##### Article

Sioux pilot seeks to race in NASCAR

MOUNT PLEASANT, S.C.

– As a pilot with the South Carolina Air Force
Reserves, Captain Andy Winstead flies all over the world. He has completed
over 60 combat missions overseas in places such as Iraq and Afghanistan.

The 34-year-old pilot for United Parcel Service, who holds a bachelor’s
degree in aeronautics, has a passion for flying, having flown F-16 jets in
the Air National Guard and C-17 jets for the reserves.

A Sioux Indian from North Carolina, Winstead became the first American
Indian to fly an F-16.

Despite his love of flying, Winstead’s initial passion as a teenager was
racing. A go-cart for Christmas at age 12 enabled him to start race in his
hometown, Burlington, N.C., and from there, he began racing late-model
cars. He’s raced in the Goody’s Dash For Cash Series, one of NASCAR’s
smaller touring series, and the NASCAR Dodge Weekly Series.

After reading an article in a newspaper about a special program supported
by NASCAR to increase diversity, Winstead contacted NASCAR to learn more
about the program called “Drive for Diversity.”

The program opened its first race tryout in 2003 for the 2004 season, and
even though Winstead had asked to participate in this program, he was
overlooked by the directors. The Drive for Diversity program selected one
woman and three African-American drivers its first year. Winstead said he
was disappointed because the lineup didn’t include any American Indian
drivers, and he had expressed an interest in the program to the director.

“I was told that my name had been lost in the shuffle,” Winstead said.
“Each time I talked with them, I explained that if they were going to have
a diverse program, they needed to include American Indians.”

For the 2005 tryout in October, Winstead was invited to participate, but he
wasn’t selected as one of the team drivers.

##########
##### Material

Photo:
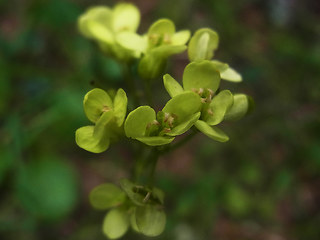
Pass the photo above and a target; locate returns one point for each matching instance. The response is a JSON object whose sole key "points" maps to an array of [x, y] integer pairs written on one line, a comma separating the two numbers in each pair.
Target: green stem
{"points": [[131, 84], [180, 143], [147, 88], [154, 156]]}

##########

**Directions:** Reproduce the full article about the Sioux pilot who hopes to race in NASCAR, word for word.

**Output of the exercise:**
Sioux pilot seeks to race in NASCAR

MOUNT PLEASANT, S.C.

– As a pilot with the South Carolina Air Force
Reserves, Captain Andy Winstead flies all over the world. He has completed
over 60 combat missions overseas in places such as Iraq and Afghanistan.

The 34-year-old pilot for United Parcel Service, who holds a bachelor’s
degree in aeronautics, has a passion for flying, having flown F-16 jets in
the Air National Guard and C-17 jets for the reserves.

A Sioux Indian from North Carolina, Winstead became the first American
Indian to fly an F-16.

Despite his love of flying, Winstead’s initial passion as a teenager was
racing. A go-cart for Christmas at age 12 enabled him to start race in his
hometown, Burlington, N.C., and from there, he began racing late-model
cars. He’s raced in the Goody’s Dash For Cash Series, one of NASCAR’s
smaller touring series, and the NASCAR Dodge Weekly Series.

After reading an article in a newspaper about a special program supported
by NASCAR to increase diversity, Winstead contacted NASCAR to learn more
about the program called “Drive for Diversity.”

The program opened its first race tryout in 2003 for the 2004 season, and
even though Winstead had asked to participate in this program, he was
overlooked by the directors. The Drive for Diversity program selected one
woman and three African-American drivers its first year. Winstead said he
was disappointed because the lineup didn’t include any American Indian
drivers, and he had expressed an interest in the program to the director.

“I was told that my name had been lost in the shuffle,” Winstead said.
“Each time I talked with them, I explained that if they were going to have
a diverse program, they needed to include American Indians.”

For the 2005 tryout in October, Winstead was invited to participate, but he
wasn’t selected as one of the team drivers.